◆ **Exercise brief**
Your output must match the records exactly, line for line.

*** Opening of Given records ***

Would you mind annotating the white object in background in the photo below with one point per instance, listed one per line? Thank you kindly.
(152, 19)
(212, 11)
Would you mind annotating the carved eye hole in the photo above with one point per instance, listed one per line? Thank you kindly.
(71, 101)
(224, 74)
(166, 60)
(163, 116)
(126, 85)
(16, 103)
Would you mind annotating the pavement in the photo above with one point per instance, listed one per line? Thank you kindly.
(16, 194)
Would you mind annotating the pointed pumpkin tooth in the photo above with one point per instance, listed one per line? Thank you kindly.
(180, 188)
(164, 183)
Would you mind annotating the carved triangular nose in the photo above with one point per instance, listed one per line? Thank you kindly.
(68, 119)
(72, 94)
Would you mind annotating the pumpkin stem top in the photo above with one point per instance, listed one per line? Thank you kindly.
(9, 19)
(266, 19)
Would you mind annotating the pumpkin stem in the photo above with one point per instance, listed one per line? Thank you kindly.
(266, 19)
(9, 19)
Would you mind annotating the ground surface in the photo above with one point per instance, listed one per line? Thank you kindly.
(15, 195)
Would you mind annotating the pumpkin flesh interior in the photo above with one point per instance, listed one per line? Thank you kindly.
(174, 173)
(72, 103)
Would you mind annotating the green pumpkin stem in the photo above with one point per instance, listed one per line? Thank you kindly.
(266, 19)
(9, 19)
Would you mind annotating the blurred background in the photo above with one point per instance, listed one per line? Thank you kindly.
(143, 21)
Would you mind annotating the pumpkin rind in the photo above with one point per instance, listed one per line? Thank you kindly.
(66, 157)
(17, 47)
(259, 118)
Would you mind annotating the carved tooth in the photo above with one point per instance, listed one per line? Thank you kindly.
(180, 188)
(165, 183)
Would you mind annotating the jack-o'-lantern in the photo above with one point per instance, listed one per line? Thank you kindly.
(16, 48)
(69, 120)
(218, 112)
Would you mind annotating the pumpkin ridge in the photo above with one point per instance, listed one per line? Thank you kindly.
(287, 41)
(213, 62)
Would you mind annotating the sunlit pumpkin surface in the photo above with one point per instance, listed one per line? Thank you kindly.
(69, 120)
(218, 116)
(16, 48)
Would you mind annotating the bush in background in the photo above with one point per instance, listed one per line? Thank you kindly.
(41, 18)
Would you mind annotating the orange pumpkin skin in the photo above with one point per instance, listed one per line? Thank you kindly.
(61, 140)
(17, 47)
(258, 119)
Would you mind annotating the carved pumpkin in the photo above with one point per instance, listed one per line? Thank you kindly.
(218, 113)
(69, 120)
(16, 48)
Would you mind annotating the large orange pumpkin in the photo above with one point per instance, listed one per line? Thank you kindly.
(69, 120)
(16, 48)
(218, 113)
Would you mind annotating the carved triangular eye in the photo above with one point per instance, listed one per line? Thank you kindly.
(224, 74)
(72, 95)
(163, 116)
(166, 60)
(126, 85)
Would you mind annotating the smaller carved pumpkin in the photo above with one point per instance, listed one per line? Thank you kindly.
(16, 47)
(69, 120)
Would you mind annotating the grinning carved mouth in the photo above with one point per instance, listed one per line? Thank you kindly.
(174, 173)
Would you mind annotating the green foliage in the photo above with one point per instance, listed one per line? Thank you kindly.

*** Close of Given records ***

◆ **Output of the task**
Would you mind annotating the white object in background in the photo below with one point per instance, listed one per line? Thank you kindly.
(152, 19)
(212, 11)
Would you mind annotating the carved eye hole in the photo above with one point per instance, listed one per line? Thank you kindly.
(71, 101)
(224, 74)
(166, 60)
(163, 116)
(126, 85)
(16, 103)
Would you mind annotating the pavement in the photo above with one point per instance, listed one per line? Thank you kindly.
(16, 194)
Would you mind annotating the pointed pumpkin tooth in the photo above with one point per instance, listed one per line? Thank you kindly.
(180, 188)
(164, 183)
Would you mind annotating the carved triangular nose in the photo above with one point per instance, listed one per line? Thank you kindly.
(68, 119)
(72, 94)
Would you mind annotating the pumpkin stem top in the photo above with one point per instance, listed one per line? Thank you kindly.
(9, 19)
(266, 19)
Would you mind annotating the pumpkin stem in the photo above with one point per instance, listed one per line? Thank you kindly.
(266, 19)
(9, 19)
Would you mind annotating the ground surface in the photo above with one point per instance, listed one per line? Thank you kindly.
(15, 195)
Would you mind annotating the pumpkin flesh interior in the photo above with one point per instance, listed one per line? Thank you kindly.
(174, 173)
(72, 103)
Would you mind annotating the green pumpkin stem in the photo above with one point per instance, listed one per line? Thank you kindly.
(266, 19)
(9, 19)
Would you mind annotating the blurred background in the photo above with one point per instance, listed one per line? Thank you kindly.
(143, 21)
Would you mind annotating the pumpkin rind in the photo above with one point per instance, listed one per line? Thank you kindly.
(66, 157)
(17, 47)
(259, 118)
Would you mind annotating the carved tooth in the photo above with one point per instance, listed one per line? Thank you kindly.
(180, 188)
(165, 183)
Would you mind annotating the jack-o'-lantern in the photo above with one point per instance, listed one per line? Thank you kindly.
(16, 48)
(69, 120)
(218, 112)
Would you mind annotating the pumpkin ridge in the photo above with one point per instance, listed one per line? Thank you kindly.
(287, 41)
(213, 62)
Would you mind annotating the sunlit pumpkin surface in the photo above with one point per instance, listed one per line? Thank you kindly.
(69, 120)
(218, 116)
(16, 48)
Would you mind annotating the bush in background in the photo above with one point per instance, listed one per line? Thank you kindly.
(41, 18)
Would you mind annotating the orange pumpkin skin in the photo above with one point per instance, listed one per line? Thank you kindly.
(61, 140)
(17, 47)
(258, 119)
Would you mind annotating the carved pumpkin in the photo above with one point per instance, listed one per line? Thank you kindly.
(218, 113)
(69, 120)
(16, 48)
Would you mind annotating the large orange pumpkin in the photo above with one point per instance, listed one per line? Thank you kindly.
(69, 120)
(16, 48)
(218, 113)
Would you mind annotating the carved triangular eye in the photo above with one point per instance, listed one per line? Thank you kindly.
(224, 74)
(72, 95)
(163, 116)
(166, 60)
(126, 85)
Would you mind annotating the smaller carved pumpkin in the photo above with one point per instance, listed one per line? Thank you kindly.
(16, 47)
(69, 120)
Would you mind annotating the grinning carved mouth in the photo above with one point per instance, listed one per line? Thank you kindly.
(174, 173)
Would you mind annotating the green foliage in the photo above with one point per instance, listed one per line? Thank you kindly.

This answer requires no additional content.